§ **Exercise task 1**
Rewrite the post about the novel Pushing the Limits, starting at the words "Free As We’ll" and ending after "of Romance readers.", with "young adults" in place of "older teens".

§ **Text segment**
Free As We’ll Ever Be

posted by:
September 18, 2012 - 6:55am

Pushing the LimitsDebut author Katie McGarry’s edgy new contemporary novel Pushing the Limits was written for older teens, but it is also attracting the attention of Romance readers.

 

Echo Emerson and Noah Hutchins are high school seniors brought together by Mrs. Collins, the new social worker who has taken on their cases. Each of them is facing serious struggles. During Noah’s freshman year, both of his parents died, and he and his two younger brothers were placed in separate foster homes. He hates the system and is desperate to find a way to bring his family back together. Echo is dealing with the loss of her brother Aires, a Marine killed in Afghanistan. She is also trying to understand another event that rocked her world. During Echo’s sophomore year, something happened while she was visiting her mother. What happened that day left Echo’s arms badly scarred, but she can’t remember anything about it. No one will tell her the whole truth, and a restraining order now prevents her from having contact with her mother. Rumors about what happened to her have made her a social outcast at school. As Echo and Noah fall in love, they both search for the truth and work to repair their own lives.

§ **Source records**
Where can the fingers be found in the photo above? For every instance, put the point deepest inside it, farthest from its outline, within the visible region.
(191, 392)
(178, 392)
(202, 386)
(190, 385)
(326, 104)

§ **Exercise task 2**
Put every line of the Block 1 rows into a JSON list of strings, one string per line, and leave out blank lines.

§ **Complete output 1**
Free As We’ll Ever Be

posted by:
September 18, 2012 - 6:55am

Pushing the LimitsDebut author Katie McGarry’s edgy new contemporary novel Pushing the Limits was written for young adults, but it is also attracting the attention of Romance readers.

§ **Complete output 2**
[
  "Where can the fingers be found in the photo above? For every instance, put the point deepest inside it, farthest from its outline, within the visible region.",
  "(191, 392)",
  "(178, 392)",
  "(202, 386)",
  "(190, 385)",
  "(326, 104)"
]